Collect every line of the records that contains the string "target", treating uppercase and lowercase letters as distinct.

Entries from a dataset
----------------------------------------
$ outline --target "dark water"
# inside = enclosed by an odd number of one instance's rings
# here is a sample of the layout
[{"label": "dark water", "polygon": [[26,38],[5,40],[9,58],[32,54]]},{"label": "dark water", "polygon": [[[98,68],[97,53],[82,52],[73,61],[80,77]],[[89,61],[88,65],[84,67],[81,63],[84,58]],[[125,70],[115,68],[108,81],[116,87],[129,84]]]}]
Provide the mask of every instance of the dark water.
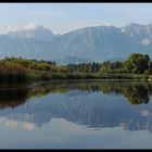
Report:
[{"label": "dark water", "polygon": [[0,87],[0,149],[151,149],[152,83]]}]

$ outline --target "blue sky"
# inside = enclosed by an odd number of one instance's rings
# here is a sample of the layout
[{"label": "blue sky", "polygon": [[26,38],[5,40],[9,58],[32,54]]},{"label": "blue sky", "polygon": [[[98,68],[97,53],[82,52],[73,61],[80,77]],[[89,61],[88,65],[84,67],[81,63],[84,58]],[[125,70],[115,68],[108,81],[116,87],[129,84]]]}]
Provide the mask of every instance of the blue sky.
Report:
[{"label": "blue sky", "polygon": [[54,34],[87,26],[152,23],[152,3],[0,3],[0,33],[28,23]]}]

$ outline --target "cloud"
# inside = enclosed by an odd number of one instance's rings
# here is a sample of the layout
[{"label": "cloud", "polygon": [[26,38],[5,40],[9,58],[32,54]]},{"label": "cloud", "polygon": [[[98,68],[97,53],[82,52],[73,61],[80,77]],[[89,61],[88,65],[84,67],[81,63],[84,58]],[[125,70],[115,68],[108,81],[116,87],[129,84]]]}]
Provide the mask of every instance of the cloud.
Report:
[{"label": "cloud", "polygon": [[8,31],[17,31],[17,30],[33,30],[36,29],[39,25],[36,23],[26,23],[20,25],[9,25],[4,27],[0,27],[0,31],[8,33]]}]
----------------------------------------
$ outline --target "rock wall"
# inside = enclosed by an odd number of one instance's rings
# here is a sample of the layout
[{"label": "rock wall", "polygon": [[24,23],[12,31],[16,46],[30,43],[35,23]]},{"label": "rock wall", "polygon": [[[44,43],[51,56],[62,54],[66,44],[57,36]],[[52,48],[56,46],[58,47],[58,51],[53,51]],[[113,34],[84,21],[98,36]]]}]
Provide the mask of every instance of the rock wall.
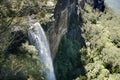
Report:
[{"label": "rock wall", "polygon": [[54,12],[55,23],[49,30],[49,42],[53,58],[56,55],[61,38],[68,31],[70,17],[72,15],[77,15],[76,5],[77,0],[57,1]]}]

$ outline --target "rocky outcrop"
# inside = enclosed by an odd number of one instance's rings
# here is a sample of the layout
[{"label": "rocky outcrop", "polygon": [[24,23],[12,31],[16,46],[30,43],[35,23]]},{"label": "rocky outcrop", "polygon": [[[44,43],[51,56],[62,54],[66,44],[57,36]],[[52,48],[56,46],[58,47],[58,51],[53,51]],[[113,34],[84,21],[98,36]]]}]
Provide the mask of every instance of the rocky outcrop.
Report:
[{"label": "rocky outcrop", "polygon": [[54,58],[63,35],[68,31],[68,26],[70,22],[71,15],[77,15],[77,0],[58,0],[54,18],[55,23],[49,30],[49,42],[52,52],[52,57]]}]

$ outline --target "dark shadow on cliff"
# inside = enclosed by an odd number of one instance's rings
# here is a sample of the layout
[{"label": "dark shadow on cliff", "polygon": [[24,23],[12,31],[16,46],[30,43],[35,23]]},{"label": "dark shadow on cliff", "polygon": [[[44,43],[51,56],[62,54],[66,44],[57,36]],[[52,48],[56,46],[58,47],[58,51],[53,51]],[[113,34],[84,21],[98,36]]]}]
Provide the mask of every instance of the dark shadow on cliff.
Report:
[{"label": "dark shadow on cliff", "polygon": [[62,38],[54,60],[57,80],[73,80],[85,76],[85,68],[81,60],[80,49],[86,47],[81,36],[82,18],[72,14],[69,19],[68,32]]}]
----------------------------------------
■ **Answer to the task**:
$ outline --target "dark water"
$ outline --target "blue sky"
$ outline --target "cloud"
$ outline --target "rock wall"
$ outline --target "rocky outcrop"
$ outline --target "dark shadow on cliff"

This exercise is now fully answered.